* _What you should do_
Print, word for word, the opening line of the data below and every line after it through the line that contains "Objective | Detect the wet", but not the pictures.

================================

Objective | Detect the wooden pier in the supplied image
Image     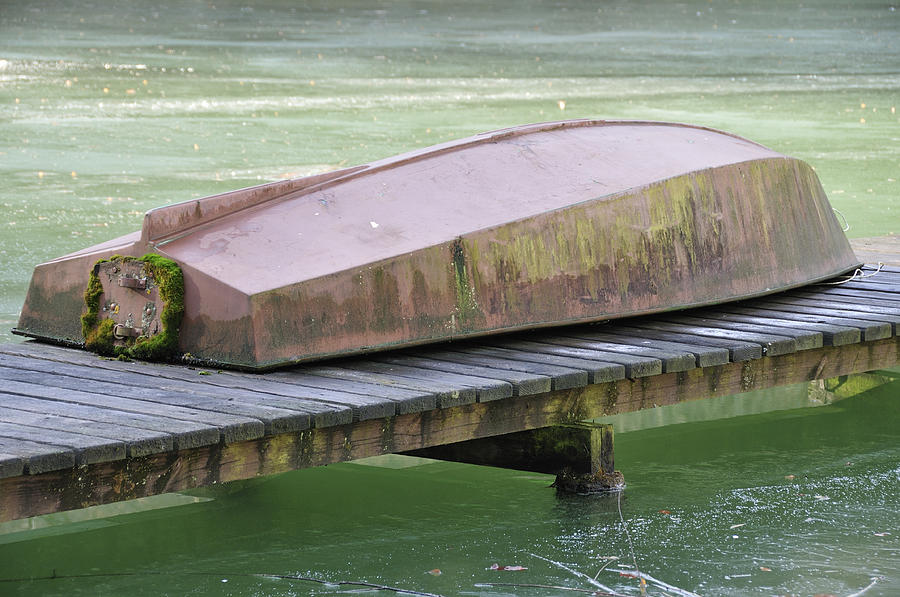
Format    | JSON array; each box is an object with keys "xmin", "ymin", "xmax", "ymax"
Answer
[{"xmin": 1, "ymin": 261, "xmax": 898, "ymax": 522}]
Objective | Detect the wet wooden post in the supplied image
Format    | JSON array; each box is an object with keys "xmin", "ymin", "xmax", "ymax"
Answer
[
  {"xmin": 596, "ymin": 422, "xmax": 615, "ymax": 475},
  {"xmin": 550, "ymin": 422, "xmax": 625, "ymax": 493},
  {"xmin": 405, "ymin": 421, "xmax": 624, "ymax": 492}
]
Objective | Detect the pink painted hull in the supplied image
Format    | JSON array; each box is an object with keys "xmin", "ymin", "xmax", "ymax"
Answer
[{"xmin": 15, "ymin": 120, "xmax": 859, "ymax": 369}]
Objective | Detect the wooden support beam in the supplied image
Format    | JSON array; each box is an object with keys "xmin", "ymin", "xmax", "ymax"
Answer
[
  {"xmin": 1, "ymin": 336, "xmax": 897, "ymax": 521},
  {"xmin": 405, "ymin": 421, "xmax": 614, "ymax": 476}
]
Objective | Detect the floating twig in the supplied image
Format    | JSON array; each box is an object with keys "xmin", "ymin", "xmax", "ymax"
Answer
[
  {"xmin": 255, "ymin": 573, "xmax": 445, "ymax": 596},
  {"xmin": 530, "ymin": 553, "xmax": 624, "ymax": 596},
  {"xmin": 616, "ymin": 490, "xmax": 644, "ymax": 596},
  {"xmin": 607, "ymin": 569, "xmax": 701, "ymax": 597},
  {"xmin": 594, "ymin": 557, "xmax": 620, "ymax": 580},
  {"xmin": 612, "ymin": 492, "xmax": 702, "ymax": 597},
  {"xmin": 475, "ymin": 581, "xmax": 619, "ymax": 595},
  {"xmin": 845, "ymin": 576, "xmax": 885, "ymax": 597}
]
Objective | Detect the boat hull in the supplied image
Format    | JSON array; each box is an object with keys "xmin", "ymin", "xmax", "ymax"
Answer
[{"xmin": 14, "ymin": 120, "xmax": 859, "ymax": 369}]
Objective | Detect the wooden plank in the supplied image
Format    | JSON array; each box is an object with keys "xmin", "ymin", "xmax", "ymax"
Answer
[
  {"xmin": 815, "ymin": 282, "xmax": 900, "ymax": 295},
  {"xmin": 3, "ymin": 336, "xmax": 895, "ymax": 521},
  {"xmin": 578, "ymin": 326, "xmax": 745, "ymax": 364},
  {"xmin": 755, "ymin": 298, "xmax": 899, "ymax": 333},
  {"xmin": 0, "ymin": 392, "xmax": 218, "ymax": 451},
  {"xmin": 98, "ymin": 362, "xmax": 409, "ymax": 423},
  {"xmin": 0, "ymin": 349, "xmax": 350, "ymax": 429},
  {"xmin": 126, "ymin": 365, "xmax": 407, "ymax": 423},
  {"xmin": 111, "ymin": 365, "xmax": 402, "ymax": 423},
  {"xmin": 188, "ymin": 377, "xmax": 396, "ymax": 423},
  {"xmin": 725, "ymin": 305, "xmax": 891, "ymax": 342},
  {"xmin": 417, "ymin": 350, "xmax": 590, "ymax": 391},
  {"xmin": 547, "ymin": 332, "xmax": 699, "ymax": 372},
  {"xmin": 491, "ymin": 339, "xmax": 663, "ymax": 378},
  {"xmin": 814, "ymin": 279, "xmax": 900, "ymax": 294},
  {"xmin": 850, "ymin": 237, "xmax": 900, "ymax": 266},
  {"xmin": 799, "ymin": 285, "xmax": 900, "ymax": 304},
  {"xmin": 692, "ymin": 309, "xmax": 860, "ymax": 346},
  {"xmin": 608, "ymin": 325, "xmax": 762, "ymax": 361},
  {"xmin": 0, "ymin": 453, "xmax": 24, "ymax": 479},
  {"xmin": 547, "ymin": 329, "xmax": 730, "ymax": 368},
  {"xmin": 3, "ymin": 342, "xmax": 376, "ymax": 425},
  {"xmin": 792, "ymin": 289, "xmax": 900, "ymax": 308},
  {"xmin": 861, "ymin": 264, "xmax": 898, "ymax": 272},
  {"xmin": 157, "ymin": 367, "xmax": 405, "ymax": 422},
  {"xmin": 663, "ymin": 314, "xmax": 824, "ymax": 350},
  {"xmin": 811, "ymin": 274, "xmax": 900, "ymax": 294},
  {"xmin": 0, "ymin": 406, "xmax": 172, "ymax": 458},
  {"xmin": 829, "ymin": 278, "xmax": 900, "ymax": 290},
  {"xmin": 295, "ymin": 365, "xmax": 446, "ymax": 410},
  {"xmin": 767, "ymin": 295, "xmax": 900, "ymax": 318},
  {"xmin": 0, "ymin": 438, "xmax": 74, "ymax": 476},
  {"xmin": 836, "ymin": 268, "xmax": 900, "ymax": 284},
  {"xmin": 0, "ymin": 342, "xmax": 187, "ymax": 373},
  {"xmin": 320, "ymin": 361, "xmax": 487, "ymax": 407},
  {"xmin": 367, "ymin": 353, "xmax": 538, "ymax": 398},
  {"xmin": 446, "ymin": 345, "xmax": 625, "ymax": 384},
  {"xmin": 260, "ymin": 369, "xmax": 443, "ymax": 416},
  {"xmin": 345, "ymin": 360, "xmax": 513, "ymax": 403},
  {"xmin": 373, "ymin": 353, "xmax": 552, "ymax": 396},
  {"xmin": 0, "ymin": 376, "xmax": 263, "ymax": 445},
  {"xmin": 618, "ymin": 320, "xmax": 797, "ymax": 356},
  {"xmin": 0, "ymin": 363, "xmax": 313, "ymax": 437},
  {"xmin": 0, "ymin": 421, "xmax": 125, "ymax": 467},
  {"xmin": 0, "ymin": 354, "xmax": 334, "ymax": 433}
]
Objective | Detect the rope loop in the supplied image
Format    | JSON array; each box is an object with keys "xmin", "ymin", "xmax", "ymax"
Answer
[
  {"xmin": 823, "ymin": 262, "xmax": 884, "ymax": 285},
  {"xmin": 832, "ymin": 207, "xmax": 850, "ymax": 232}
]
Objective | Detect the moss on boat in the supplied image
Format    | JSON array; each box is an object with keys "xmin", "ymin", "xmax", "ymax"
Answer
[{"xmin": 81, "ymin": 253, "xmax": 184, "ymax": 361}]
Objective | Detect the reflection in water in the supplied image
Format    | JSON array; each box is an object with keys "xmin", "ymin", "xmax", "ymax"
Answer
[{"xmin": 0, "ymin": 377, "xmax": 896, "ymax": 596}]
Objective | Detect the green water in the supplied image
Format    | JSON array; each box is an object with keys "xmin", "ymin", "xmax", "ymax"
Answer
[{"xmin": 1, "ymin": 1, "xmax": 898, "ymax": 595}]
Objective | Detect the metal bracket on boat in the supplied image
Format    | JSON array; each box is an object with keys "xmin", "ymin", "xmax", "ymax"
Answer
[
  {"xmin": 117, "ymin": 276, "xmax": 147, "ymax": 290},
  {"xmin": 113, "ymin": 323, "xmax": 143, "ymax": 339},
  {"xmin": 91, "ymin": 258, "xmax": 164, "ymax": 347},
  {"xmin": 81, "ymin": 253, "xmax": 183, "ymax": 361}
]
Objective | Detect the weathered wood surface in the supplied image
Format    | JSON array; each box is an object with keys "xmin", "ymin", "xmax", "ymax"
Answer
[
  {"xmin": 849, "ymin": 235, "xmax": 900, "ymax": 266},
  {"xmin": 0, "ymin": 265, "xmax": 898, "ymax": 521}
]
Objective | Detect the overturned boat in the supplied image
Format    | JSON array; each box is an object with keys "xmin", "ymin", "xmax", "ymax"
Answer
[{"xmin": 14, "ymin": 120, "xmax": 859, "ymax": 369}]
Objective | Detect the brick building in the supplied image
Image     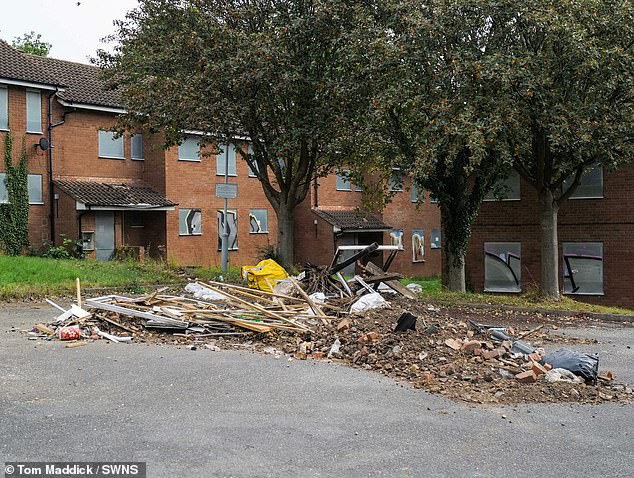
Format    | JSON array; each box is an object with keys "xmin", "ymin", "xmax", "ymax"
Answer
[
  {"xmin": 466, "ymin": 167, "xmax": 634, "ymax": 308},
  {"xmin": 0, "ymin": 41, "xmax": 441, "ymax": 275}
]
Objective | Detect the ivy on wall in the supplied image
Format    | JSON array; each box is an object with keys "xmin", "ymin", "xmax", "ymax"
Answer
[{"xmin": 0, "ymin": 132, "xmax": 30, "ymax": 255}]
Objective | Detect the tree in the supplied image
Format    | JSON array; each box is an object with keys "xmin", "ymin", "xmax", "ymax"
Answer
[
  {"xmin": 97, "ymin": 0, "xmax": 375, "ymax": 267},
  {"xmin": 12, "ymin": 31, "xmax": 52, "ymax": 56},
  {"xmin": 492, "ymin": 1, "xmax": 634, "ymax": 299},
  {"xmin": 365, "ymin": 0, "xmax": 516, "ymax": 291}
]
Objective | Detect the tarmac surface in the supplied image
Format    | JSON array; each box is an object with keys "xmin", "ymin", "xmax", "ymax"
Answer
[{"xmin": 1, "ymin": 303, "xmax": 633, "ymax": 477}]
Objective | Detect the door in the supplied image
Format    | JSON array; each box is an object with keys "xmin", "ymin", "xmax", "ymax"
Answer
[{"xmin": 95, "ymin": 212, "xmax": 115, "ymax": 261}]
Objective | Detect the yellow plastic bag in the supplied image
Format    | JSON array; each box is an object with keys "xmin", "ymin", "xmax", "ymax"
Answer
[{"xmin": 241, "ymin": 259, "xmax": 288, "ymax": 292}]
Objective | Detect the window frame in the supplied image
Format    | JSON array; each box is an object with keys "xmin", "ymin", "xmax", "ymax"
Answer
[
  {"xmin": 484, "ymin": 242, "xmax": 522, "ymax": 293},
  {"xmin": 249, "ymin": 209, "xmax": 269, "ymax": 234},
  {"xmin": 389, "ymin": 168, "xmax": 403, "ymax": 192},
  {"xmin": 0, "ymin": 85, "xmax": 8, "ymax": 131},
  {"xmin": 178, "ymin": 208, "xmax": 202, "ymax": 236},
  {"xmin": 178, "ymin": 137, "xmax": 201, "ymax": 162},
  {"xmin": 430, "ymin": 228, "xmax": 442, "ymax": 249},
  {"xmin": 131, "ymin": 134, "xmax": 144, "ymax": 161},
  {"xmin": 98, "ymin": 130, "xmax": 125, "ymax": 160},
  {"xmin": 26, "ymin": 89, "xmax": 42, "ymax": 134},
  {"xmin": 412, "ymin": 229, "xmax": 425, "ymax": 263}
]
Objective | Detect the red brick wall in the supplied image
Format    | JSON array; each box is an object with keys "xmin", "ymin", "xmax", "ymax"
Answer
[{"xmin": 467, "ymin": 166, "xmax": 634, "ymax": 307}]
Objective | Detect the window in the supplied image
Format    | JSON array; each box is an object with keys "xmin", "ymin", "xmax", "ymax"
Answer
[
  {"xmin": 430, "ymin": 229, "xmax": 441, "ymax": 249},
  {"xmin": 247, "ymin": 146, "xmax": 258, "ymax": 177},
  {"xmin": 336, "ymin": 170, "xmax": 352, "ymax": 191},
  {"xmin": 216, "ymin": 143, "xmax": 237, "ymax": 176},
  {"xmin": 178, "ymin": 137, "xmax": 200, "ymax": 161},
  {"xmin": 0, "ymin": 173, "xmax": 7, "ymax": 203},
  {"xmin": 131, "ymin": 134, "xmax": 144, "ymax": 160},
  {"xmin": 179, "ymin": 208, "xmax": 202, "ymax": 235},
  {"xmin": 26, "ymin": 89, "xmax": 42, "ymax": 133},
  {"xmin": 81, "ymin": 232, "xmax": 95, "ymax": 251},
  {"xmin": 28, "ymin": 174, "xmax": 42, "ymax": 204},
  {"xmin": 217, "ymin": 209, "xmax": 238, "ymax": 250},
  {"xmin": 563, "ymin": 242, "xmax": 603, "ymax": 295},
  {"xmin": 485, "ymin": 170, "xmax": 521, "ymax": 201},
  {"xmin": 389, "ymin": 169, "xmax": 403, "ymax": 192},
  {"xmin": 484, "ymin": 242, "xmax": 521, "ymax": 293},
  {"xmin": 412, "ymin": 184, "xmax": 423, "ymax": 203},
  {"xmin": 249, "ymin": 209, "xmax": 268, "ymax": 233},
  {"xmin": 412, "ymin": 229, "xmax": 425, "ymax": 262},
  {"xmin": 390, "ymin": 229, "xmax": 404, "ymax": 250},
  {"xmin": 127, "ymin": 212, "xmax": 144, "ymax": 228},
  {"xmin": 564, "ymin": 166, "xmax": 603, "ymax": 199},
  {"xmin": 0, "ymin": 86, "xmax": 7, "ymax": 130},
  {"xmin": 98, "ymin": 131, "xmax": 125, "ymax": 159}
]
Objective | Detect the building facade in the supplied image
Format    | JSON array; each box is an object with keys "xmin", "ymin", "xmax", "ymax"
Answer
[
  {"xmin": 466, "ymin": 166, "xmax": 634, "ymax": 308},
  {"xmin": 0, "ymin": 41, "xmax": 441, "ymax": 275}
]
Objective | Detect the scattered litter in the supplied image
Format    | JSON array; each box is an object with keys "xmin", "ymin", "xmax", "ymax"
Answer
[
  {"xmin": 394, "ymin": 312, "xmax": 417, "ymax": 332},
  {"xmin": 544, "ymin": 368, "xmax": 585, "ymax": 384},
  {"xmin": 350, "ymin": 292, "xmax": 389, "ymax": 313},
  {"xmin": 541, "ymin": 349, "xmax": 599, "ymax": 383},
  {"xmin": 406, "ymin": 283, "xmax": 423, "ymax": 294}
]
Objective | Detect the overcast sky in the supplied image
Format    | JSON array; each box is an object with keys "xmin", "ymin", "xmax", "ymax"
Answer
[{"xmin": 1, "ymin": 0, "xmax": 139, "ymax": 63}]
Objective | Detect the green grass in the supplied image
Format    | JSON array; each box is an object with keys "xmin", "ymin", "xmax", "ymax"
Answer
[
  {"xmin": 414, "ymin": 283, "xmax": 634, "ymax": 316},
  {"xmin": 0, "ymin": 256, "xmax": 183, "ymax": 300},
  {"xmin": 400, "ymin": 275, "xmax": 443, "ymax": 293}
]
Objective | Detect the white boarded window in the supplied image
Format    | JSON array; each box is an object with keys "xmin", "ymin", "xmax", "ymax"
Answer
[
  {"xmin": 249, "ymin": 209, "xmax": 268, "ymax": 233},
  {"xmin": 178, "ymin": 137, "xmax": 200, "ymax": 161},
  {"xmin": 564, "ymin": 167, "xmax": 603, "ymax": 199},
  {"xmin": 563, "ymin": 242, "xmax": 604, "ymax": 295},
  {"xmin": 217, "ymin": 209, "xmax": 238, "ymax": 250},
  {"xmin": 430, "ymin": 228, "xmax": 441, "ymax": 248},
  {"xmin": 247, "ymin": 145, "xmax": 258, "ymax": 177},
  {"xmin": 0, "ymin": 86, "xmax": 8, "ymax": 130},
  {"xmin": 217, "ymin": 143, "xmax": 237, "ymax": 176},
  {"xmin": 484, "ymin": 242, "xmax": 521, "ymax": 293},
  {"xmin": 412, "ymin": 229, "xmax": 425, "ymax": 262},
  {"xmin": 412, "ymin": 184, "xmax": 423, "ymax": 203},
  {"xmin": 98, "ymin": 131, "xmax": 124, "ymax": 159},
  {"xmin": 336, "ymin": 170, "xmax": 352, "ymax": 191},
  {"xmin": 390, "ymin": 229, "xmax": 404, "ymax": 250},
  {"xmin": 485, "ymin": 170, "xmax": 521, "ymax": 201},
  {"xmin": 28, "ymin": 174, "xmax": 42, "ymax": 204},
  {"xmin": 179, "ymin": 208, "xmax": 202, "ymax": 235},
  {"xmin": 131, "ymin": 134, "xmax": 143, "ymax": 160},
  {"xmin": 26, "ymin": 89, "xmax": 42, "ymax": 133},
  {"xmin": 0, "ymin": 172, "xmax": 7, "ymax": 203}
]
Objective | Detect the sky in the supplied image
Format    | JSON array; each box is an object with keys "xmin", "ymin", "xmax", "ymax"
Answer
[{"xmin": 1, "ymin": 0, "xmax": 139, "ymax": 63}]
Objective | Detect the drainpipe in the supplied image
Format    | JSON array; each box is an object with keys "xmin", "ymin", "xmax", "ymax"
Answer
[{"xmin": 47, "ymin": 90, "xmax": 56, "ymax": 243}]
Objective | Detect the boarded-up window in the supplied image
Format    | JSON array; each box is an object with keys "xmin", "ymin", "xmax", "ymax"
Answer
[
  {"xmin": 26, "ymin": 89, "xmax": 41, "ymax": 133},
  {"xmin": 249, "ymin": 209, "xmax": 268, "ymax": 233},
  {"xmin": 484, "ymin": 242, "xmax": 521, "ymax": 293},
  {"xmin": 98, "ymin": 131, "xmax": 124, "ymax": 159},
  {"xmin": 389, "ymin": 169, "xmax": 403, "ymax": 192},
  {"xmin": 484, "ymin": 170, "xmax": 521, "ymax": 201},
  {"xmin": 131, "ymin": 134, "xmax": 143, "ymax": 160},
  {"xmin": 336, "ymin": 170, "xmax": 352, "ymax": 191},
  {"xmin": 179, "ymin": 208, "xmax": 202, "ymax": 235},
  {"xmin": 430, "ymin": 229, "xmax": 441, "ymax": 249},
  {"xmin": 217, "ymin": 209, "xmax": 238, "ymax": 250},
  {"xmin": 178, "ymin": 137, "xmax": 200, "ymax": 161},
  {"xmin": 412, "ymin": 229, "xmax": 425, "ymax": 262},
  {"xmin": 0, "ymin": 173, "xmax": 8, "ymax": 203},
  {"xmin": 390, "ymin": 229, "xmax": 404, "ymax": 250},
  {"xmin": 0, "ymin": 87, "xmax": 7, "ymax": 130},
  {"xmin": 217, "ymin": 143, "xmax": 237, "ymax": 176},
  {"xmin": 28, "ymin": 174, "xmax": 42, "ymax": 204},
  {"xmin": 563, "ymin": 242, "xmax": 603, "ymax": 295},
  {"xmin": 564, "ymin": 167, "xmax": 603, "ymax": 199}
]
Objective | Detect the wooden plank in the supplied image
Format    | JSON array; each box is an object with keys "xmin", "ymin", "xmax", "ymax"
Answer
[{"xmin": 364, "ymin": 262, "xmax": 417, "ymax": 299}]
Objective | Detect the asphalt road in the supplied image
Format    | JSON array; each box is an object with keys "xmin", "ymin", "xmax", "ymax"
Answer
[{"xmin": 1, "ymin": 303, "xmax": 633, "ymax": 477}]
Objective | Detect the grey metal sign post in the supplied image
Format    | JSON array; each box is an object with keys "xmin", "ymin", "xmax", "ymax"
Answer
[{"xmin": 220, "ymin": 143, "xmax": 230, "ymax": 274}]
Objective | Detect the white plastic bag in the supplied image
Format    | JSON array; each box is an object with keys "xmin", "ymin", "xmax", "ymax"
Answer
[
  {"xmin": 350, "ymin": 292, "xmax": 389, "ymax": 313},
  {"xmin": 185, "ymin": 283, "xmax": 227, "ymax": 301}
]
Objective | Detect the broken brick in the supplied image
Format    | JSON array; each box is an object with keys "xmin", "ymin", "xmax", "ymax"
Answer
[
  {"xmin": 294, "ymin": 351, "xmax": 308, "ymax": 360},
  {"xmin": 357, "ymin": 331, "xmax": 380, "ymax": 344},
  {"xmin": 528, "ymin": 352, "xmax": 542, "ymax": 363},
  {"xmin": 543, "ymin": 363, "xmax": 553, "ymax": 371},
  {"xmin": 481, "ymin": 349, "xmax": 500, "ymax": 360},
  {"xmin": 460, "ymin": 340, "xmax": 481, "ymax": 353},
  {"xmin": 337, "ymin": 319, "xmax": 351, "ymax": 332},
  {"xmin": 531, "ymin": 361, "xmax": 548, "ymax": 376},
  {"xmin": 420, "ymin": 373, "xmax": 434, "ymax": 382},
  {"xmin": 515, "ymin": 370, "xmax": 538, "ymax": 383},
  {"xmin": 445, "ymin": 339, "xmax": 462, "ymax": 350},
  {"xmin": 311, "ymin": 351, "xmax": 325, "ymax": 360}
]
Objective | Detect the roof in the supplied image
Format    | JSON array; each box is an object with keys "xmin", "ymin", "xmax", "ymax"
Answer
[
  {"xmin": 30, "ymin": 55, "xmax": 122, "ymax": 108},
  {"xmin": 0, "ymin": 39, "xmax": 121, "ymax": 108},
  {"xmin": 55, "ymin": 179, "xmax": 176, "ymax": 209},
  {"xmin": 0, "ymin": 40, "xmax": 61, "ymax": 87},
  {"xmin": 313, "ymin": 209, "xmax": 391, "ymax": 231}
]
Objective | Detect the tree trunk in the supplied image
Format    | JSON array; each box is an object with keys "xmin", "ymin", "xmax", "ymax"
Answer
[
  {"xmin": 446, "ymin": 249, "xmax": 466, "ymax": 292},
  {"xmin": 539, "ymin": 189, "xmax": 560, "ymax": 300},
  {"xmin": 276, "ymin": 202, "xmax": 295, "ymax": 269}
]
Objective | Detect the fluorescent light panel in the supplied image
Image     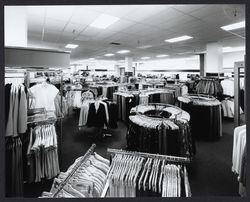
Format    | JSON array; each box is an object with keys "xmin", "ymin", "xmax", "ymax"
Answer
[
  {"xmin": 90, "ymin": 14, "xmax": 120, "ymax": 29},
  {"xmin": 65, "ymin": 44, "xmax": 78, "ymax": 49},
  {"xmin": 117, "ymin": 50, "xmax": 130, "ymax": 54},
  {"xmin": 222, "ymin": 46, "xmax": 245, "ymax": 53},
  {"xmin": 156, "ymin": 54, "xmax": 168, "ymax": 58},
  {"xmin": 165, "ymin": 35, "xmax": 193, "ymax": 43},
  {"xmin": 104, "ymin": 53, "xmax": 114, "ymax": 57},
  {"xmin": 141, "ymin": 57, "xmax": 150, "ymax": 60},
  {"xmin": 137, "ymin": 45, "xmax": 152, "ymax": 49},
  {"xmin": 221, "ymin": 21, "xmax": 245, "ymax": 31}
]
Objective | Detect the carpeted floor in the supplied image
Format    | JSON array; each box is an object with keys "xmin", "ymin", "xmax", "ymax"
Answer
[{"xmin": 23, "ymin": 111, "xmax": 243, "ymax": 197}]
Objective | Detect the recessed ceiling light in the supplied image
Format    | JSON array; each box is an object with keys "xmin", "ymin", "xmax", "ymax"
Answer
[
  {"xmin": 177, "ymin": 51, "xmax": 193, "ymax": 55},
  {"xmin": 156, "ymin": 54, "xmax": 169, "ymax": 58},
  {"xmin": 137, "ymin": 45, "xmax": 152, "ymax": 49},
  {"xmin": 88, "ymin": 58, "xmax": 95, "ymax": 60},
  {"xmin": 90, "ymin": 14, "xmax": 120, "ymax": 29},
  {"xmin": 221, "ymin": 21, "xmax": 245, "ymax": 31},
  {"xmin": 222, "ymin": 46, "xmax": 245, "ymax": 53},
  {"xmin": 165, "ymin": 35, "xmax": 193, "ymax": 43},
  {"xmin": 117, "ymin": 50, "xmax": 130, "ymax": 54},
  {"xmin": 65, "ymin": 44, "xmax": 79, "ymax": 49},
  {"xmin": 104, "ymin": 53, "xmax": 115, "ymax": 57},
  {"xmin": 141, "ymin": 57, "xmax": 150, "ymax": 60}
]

================================

* _Response area_
Objective | Detect the wooden pier in the supplied image
Image     
Format    | JSON array; each box is an object with keys "xmin", "ymin", "xmax", "ymax"
Answer
[{"xmin": 1, "ymin": 261, "xmax": 898, "ymax": 522}]
Objective | Detect the wet wooden post in the supplied image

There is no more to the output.